─── Record excerpts ───

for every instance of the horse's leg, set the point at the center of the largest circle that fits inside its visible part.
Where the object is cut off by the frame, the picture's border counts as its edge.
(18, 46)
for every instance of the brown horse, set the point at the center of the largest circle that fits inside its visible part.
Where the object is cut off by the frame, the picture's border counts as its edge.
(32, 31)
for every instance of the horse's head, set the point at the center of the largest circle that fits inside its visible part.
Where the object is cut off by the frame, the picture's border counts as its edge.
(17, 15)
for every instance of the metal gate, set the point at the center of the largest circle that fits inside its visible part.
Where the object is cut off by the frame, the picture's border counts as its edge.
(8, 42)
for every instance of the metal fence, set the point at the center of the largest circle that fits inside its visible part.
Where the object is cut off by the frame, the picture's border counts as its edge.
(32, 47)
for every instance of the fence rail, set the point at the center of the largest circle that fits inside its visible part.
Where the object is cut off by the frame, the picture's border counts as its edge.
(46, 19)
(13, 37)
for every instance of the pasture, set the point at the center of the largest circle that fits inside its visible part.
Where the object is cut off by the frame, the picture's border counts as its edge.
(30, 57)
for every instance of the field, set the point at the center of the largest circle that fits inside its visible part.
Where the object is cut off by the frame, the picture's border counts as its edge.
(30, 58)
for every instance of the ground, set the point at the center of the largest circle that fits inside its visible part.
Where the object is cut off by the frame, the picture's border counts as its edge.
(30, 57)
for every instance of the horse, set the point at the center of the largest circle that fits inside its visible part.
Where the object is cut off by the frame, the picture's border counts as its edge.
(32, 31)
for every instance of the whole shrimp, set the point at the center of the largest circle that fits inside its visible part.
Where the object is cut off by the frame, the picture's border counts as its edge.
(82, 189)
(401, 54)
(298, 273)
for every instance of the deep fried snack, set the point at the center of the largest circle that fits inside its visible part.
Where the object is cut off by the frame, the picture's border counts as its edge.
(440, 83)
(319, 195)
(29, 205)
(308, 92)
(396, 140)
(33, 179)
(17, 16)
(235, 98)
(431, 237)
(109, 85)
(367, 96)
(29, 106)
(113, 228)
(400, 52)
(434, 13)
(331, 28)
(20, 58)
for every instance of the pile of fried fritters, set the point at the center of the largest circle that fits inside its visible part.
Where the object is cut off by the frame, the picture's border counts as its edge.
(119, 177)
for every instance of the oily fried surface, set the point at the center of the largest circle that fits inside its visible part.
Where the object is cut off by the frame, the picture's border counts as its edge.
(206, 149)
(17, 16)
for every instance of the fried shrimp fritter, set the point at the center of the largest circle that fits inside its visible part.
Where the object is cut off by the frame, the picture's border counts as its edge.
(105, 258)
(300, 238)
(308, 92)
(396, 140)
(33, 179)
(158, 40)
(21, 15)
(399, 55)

───

■ **Task prompt**
Find and show each line of the listing with the word "fried".

■ **Result**
for every instance of the deep fried snack, set the point at the center of the largest circle that fits inside its visible part.
for every instance of the pile of fried fritters, set the point at the center of the largest circle that fits inside its visible part.
for every instance of the oily fried surface, set the point at the center of the largest circle that fits inside its visible part.
for every instance of the fried shrimp fritter, set the point at the center of the largest circle that fits inside its visible part.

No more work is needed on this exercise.